:: Source ::
########

From: will <greenwoodw50@gmail.com>
Date: Sat, 7 Sep 2024 13:53:14 +0000 (+0100)
Subject: Added .venv
X-Git-Url: https://git.ozva.co.uk/?a=commitdiff_plain;h=ab4c787b4fcf84b247cbf98a6626af86c8443494;p=audio-over-stft

Added .venv

- removed unused loop.py dependencies
- removed unused files
+ modified .gitignore to not include the calibration image
+ split loop.py into multiple functions
+ camera.py debugging tools
+ fixed persitant issue with scaling in fft.py
+ Keyboard exeption in multithreaded code
+ added main loop function to loop.py
+ added silence error correction in loop.py
---

diff --git a/.gitignore b/.gitignore
index 0d86721..7d6f707 100644
--- a/.gitignore
+++ b/.gitignore
@@ -1,4 +1,6 @@
 *.npy
 *.jpg
+!calibration.jpg
 *.wav
 __pycache__/
+.venv/
diff --git a/camera.py b/camera.py
old mode 100644
new mode 100755
index 4dc634f..d1684d0
--- a/camera.py
+++ b/camera.py
@@ -1,10 +1,10 @@
+#!./.venv/bin/python
+
 import cv2 as cv
 import numpy as np
 import queue
-import time
 import threading
-import random
-import matplotlib.pyplot as plt
+import cProfile
 
 class VideoCapture:
 	def __init__(self, device_id, backend):
@@ -45,7 +45,7 @@ class camera():
 		window_height: int,
 		display_size: tuple,
 		device_id: int = 0,
-		debug: bool = True,
+		debug: bool = False,
 		dummy: bool = False
 	):
 
@@ -69,8 +69,8 @@ class camera():
 		self.last_recovered = None
 
 		cv.namedWindow("display", cv.WINDOW_NORMAL + cv.WINDOW_GUI_NORMAL)
-		if self.show_debug == True:
-			cv.namedWindow("debug", cv.WINDOW_NORMAL)
+		if debug:
+			cv.namedWindow("debug", cv.WINDOW_NORMAL + cv.WINDOW_GUI_NORMAL)
 
 	def calibrate(
 		self
@@ -114,14 +114,18 @@ class camera():
 
 	def display(
 		self,
-		image: np.ndarray
+		image: np.ndarray,
+		debug: bool = False
 	) -> None:
 
 		self.last_display = image
+		image = cv.cvtColor(image, cv.COLOR_HSV2BGR)
 		image = cv.resize(image, self.display_size, interpolation=cv.INTER_NEAREST_EXACT)
-		image[...,0] = np.round(image[...,0] * 0.9)
 
-		cv.imshow("display", image)
+		if debug:
+			cv.imshow("debug", image)
+		else:
+			cv.imshow("display", image)
 		cv.waitKey(1)
 
 	def capture(
@@ -139,6 +143,8 @@ class camera():
 				image = cv.warpPerspective(image, self.homography, self.display_size)
 				image = cv.resize(image, (self.window_size, self.window_height))

########

:: Data entries ::

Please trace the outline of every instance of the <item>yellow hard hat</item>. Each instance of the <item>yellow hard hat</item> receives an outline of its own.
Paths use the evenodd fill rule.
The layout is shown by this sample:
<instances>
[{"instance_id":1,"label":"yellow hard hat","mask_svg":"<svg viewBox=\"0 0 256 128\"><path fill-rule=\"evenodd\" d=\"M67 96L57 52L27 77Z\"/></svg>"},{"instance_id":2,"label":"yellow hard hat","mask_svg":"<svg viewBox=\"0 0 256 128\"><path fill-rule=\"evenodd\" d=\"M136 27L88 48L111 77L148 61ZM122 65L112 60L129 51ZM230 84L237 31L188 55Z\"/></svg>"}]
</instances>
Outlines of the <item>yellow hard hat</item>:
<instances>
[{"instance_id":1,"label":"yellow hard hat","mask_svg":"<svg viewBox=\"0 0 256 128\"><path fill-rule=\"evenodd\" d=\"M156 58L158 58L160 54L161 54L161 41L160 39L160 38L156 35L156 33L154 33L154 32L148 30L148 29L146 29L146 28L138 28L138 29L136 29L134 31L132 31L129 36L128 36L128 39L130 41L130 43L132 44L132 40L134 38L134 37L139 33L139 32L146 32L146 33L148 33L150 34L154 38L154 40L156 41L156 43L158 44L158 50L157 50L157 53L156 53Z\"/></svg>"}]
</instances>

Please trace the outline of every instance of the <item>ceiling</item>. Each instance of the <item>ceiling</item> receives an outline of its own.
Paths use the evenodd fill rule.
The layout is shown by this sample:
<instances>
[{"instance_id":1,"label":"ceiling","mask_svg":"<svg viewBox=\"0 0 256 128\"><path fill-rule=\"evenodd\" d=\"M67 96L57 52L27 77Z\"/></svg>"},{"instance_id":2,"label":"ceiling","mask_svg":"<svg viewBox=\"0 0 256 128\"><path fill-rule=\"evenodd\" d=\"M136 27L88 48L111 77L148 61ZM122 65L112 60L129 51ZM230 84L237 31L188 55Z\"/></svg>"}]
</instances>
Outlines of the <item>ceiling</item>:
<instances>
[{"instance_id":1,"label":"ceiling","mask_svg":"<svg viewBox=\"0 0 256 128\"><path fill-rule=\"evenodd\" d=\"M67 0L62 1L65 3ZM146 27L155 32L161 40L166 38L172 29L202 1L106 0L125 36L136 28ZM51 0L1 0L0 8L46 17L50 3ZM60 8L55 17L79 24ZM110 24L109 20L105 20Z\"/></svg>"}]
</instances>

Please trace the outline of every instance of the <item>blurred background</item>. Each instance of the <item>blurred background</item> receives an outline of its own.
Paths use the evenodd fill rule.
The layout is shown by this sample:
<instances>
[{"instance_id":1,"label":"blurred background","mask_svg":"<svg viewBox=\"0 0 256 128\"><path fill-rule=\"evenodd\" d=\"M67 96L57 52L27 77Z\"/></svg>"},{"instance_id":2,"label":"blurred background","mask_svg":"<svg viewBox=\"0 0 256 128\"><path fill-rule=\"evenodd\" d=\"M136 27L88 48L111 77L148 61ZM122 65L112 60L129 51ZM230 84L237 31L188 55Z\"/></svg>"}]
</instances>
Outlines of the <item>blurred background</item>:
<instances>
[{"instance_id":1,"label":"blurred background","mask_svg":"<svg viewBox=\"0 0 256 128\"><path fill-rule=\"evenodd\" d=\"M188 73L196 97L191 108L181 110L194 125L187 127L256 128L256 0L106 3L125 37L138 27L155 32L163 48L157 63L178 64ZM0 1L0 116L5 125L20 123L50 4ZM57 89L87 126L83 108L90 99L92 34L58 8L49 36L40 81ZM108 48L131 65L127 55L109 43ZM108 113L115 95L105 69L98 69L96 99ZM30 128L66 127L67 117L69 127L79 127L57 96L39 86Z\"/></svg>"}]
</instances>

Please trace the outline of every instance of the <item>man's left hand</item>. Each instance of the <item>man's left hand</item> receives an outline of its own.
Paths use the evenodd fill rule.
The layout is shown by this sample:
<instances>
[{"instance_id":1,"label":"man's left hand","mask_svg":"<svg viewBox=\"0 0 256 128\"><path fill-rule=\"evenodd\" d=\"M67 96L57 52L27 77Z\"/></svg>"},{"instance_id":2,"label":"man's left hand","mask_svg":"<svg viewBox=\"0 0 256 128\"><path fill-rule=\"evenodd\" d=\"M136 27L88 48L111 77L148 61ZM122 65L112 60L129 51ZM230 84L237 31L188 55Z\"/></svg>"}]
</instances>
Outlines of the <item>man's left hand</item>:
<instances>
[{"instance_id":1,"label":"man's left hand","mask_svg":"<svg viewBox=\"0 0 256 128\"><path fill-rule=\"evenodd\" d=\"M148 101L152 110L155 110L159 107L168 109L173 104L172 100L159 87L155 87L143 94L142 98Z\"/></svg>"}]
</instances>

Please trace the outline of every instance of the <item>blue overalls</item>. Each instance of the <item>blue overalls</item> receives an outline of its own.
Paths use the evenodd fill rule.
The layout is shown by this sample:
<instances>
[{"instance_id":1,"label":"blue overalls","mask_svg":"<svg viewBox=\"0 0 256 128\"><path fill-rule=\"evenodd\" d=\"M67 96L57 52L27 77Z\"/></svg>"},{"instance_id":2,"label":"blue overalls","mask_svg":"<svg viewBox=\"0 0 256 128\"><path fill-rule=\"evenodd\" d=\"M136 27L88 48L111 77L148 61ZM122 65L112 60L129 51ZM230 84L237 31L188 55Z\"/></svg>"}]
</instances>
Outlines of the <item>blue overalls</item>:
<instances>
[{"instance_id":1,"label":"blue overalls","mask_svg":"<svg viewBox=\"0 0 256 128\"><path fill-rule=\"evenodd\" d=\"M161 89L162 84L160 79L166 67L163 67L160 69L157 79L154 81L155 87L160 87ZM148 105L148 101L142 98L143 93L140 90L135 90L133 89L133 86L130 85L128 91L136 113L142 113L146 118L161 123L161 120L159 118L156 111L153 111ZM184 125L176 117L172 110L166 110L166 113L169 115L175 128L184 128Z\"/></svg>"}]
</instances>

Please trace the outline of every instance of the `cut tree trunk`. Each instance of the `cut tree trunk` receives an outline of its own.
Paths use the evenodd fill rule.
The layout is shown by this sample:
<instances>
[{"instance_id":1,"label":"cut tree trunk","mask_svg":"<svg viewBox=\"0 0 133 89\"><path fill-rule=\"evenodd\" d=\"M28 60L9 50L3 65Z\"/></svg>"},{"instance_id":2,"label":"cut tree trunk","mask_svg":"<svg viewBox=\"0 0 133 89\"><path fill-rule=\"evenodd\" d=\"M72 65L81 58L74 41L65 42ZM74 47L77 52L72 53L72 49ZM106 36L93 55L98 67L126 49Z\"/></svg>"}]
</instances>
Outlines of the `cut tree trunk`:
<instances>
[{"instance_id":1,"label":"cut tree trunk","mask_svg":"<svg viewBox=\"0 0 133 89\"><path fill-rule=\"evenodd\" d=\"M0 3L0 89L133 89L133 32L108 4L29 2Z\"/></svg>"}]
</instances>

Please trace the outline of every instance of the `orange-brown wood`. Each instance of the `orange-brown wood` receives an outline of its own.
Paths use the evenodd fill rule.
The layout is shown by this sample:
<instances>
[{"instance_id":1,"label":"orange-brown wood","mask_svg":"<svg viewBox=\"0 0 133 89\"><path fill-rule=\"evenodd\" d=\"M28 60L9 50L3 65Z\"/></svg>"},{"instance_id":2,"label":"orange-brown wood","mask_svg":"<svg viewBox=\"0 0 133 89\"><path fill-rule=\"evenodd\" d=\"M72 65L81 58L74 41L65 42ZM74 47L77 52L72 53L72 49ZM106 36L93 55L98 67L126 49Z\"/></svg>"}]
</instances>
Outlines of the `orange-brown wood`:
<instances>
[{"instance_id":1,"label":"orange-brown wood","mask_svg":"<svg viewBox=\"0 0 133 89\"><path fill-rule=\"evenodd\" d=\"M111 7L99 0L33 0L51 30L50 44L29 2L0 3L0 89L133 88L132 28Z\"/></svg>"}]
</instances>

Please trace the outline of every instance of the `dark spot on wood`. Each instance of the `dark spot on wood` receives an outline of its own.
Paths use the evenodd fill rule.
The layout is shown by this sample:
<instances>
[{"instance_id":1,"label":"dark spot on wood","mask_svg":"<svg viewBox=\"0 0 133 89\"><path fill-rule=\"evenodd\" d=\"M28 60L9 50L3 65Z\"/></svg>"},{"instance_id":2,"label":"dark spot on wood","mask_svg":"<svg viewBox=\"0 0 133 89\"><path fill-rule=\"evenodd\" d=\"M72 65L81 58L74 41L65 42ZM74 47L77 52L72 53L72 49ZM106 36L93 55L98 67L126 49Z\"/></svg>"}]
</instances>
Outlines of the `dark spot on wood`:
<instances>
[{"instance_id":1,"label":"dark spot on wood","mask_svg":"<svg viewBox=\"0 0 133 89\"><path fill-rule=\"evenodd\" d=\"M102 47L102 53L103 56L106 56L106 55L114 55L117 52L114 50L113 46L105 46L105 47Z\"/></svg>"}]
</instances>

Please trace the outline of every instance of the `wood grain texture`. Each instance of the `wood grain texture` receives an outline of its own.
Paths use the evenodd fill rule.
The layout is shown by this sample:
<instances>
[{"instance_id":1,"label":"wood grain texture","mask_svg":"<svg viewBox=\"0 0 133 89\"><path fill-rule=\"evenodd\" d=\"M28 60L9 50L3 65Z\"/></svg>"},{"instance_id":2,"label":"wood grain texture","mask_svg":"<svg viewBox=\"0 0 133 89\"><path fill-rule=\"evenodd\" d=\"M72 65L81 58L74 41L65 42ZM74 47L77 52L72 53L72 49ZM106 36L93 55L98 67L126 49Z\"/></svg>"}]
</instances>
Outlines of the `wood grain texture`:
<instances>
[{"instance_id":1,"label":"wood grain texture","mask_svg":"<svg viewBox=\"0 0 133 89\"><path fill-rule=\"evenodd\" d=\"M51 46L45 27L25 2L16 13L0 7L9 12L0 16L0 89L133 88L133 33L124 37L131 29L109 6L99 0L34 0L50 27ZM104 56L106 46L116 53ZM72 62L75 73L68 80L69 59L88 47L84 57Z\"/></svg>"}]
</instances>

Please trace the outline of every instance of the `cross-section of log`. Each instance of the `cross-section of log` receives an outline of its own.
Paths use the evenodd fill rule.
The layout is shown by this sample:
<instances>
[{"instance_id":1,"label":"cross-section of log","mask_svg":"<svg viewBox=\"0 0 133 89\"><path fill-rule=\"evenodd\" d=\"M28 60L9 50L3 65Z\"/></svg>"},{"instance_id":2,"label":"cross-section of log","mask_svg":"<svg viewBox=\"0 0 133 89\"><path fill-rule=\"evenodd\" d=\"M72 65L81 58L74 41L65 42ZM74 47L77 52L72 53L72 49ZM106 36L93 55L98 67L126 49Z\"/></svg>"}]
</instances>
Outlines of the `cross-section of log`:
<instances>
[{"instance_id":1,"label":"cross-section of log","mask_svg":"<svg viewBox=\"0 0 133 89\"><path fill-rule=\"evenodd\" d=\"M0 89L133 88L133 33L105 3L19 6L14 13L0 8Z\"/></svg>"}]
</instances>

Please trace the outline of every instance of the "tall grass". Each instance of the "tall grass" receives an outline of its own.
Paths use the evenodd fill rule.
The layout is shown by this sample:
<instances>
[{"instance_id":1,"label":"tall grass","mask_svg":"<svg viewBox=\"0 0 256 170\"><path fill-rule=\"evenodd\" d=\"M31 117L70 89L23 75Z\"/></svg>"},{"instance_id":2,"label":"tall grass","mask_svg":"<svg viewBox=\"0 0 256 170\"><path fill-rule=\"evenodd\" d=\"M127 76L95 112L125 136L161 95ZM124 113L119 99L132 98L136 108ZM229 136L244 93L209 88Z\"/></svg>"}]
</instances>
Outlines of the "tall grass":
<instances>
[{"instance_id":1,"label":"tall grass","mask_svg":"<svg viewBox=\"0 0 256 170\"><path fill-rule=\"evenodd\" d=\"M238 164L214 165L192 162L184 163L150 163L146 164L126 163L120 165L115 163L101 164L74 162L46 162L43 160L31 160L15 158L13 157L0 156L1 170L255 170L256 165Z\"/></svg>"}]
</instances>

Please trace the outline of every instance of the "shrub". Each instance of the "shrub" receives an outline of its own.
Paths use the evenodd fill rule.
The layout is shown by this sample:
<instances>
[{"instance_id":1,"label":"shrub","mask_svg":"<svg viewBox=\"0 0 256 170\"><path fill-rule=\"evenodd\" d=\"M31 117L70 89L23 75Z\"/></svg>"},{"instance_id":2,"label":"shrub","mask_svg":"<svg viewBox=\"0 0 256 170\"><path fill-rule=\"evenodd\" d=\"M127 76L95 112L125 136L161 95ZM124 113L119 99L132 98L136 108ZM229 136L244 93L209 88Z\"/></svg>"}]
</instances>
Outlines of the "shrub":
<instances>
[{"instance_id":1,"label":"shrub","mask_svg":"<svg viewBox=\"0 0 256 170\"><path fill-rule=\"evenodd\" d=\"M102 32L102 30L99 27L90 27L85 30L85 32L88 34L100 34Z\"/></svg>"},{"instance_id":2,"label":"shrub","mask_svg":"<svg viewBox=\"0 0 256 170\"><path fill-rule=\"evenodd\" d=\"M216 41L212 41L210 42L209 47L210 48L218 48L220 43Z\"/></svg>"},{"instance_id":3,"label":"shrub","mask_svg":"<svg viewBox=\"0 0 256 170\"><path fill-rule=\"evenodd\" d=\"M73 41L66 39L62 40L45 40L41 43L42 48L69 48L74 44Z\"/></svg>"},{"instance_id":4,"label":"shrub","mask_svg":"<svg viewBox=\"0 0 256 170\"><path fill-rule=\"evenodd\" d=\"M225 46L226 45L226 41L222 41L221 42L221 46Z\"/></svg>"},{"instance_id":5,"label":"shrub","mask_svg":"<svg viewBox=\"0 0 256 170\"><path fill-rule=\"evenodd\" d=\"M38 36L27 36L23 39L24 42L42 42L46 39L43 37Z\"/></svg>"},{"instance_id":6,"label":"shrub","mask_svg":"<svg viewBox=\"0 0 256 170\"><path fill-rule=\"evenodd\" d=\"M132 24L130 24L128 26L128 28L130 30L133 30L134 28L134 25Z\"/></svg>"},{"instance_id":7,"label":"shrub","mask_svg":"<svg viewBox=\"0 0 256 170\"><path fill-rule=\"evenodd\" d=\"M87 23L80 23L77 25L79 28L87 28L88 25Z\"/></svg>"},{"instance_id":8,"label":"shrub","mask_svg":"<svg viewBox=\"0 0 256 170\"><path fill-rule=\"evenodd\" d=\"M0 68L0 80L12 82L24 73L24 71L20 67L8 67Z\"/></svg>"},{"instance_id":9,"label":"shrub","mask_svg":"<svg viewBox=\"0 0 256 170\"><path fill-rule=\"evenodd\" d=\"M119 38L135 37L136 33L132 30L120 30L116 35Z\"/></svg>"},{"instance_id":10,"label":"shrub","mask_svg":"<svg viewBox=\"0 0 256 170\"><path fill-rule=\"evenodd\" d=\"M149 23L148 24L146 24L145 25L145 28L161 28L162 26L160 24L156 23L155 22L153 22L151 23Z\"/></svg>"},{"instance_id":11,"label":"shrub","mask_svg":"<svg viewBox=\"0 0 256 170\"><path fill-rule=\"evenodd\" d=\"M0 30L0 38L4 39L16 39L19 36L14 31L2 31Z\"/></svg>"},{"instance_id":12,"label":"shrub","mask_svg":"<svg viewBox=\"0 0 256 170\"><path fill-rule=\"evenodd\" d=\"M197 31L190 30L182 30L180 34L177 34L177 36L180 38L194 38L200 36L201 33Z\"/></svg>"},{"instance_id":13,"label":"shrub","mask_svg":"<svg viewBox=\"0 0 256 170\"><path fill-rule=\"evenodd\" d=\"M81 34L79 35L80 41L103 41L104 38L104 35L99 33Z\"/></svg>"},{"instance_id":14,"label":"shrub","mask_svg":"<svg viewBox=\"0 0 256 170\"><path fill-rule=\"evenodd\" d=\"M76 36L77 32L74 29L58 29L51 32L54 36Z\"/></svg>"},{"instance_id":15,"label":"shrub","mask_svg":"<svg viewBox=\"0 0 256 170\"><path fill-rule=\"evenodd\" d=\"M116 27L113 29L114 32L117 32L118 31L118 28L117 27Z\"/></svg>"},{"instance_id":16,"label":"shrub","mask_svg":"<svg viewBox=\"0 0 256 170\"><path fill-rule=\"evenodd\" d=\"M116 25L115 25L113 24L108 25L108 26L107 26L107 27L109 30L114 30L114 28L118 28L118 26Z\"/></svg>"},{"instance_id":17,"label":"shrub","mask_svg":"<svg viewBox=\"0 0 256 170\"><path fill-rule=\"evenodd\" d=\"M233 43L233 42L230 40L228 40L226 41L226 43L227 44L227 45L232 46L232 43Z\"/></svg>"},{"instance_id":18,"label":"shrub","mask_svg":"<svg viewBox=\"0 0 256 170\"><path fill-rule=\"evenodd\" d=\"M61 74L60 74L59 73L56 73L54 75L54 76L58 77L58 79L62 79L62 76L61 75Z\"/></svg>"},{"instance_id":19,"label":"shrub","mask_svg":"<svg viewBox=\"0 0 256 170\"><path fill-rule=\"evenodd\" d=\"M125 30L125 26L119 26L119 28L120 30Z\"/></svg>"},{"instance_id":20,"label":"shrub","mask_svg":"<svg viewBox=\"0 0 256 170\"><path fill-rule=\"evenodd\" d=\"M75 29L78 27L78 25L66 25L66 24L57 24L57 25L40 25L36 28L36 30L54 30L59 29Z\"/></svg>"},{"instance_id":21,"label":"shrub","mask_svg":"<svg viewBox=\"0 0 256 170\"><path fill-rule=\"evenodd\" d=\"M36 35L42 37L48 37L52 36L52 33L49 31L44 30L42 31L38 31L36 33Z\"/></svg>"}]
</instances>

########

:: Exercises ::
(a) Answer these questions about the commit:
(i) Besides "!calibration.jpg", what line does it add to .gitignore?
(ii) What default value does it now give the debug parameter of the camera class?
(iii) Which module does camera.py newly import?
(b) Pick out every line of the records that contains the word "Outlines", and copy each one.
The commit and the records are separate material with no connection to each other.

:: Answers provided ::
(a)
(i) .venv/
(ii) False
(iii) cProfile

(b)
Outlines of the <item>yellow hard hat</item>:
Outlines of the <item>ceiling</item>:
Outlines of the <item>blurred background</item>:
Outlines of the <item>man's left hand</item>:
Outlines of the <item>blue overalls</item>:
Outlines of the `cut tree trunk`:
Outlines of the `orange-brown wood`:
Outlines of the `dark spot on wood`:
Outlines of the `wood grain texture`:
Outlines of the `cross-section of log`:
Outlines of the "tall grass":
Outlines of the "shrub":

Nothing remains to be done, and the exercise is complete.